> [REQUIRED WORK]: Reproduce, word for word, the lines from the one containing "front panel of" through the last line of the rows, including both ends.

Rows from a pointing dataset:

────────────────────

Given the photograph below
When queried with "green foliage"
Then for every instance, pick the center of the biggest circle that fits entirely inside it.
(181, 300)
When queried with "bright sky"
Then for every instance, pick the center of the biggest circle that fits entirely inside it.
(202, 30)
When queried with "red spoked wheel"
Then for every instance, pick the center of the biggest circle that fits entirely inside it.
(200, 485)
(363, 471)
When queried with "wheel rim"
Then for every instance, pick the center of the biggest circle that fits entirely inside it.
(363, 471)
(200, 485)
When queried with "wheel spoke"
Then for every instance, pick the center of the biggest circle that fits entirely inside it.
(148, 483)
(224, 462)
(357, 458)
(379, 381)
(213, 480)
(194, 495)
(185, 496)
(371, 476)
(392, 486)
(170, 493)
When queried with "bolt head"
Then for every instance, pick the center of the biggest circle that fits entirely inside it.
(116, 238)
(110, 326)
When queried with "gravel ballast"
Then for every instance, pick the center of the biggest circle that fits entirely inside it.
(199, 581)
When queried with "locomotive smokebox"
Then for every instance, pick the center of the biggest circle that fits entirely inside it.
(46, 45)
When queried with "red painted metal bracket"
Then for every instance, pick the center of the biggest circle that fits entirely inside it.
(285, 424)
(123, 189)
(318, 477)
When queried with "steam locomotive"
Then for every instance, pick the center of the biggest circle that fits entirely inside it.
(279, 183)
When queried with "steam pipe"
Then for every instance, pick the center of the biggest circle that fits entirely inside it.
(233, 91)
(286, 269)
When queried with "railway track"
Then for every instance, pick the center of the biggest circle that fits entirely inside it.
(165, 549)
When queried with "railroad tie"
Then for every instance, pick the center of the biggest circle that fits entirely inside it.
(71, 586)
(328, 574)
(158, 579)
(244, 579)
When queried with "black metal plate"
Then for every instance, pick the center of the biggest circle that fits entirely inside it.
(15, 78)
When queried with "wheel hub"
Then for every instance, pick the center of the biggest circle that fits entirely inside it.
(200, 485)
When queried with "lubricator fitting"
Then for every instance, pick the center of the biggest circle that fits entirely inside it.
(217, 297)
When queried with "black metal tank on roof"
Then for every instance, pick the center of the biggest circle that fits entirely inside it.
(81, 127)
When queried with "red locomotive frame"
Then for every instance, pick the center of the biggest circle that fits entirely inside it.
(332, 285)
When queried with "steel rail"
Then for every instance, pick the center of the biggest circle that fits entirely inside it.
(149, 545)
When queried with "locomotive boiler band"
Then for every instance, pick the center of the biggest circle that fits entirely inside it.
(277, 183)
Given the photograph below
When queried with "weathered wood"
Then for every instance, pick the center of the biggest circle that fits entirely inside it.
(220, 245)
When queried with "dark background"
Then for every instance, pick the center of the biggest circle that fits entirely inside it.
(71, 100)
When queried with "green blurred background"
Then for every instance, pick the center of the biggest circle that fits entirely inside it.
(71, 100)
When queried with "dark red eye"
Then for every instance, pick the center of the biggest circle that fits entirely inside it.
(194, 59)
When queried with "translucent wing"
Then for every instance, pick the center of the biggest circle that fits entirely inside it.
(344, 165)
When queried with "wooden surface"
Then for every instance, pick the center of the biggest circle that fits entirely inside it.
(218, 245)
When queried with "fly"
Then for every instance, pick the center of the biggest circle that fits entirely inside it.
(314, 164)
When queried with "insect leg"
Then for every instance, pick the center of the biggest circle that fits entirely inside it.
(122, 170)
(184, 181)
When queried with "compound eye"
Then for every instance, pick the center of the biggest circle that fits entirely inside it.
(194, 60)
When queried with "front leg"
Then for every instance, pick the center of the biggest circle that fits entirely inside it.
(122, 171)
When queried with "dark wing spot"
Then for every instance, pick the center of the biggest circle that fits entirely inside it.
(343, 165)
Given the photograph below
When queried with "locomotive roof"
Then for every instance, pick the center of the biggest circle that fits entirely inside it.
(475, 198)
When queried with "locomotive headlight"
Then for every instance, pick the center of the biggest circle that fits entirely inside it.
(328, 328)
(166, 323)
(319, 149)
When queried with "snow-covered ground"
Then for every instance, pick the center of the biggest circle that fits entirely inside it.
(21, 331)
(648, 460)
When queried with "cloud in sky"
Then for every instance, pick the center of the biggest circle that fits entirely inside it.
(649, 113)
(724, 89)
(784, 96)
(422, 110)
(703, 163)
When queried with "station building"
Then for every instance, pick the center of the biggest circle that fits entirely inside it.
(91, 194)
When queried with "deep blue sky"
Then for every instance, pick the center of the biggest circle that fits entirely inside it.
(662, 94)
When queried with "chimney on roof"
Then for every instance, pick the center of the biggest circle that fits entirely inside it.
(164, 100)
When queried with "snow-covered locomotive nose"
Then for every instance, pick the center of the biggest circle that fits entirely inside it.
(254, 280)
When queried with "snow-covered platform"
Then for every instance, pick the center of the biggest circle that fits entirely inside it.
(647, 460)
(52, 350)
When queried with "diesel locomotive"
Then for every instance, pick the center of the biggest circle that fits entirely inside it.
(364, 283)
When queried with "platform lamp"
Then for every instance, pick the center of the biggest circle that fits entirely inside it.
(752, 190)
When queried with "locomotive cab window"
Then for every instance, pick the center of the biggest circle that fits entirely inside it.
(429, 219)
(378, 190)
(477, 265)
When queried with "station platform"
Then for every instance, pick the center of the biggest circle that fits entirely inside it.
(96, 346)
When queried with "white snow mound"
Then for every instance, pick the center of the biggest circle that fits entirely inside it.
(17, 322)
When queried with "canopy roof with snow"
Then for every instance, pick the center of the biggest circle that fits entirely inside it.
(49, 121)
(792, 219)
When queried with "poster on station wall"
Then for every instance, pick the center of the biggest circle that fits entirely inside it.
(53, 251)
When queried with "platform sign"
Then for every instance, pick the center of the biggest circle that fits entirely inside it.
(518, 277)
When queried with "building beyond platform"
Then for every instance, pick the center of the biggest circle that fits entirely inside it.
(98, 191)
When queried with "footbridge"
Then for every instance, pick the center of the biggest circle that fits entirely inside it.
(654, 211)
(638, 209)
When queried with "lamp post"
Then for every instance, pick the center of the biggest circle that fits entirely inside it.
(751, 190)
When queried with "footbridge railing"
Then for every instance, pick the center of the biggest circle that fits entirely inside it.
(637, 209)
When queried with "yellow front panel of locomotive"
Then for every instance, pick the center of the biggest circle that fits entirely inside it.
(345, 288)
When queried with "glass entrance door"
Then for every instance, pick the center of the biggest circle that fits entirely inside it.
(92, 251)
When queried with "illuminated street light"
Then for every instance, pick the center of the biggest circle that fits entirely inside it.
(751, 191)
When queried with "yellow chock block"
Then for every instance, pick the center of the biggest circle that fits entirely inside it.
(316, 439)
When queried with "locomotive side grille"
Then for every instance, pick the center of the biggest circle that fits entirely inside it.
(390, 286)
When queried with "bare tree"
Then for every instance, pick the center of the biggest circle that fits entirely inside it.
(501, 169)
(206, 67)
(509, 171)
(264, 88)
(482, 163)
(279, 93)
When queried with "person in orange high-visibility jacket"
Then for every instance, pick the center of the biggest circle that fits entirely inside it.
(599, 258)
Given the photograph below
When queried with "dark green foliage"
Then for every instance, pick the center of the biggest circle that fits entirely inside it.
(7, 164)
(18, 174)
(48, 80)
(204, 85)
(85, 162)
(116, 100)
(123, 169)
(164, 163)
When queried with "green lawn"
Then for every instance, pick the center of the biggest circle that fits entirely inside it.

────────────────────

> [THE COMPLETED TASK]:
When queried with "yellow front panel of locomotive"
Then for every instance, pick the center of the biggest circle that fits entirely inside it.
(345, 288)
When queried with "glass entrance door"
Then for every instance, pick the center of the biggest circle that fits entirely inside it.
(92, 251)
When queried with "illuminated street light"
Then for every instance, pick the center of the biggest circle that fits entirely inside it.
(751, 191)
When queried with "yellow chock block"
Then for every instance, pick the center of the biggest circle that fits entirely inside it.
(316, 439)
When queried with "locomotive side grille"
Then for every instance, pick the center of the biggest circle that fits entirely inside it.
(390, 286)
When queried with "bare tree"
Then for every instance, pick the center of the biggest circle that fits entirely inside it.
(501, 169)
(206, 67)
(509, 171)
(264, 88)
(482, 163)
(279, 93)
When queried with "person in orange high-visibility jacket"
Then for every instance, pick the center of the biggest circle that fits entirely inside it.
(599, 258)
Given the photograph below
When queried with "dark green foliage"
Then for every instance, pick the center of the biggest circle that fits entirely inside it.
(7, 164)
(18, 174)
(48, 80)
(204, 85)
(85, 162)
(116, 100)
(123, 169)
(164, 163)
When queried with "green lawn"
Then for every instance, pick the center of the biggest circle that fits entirely inside it.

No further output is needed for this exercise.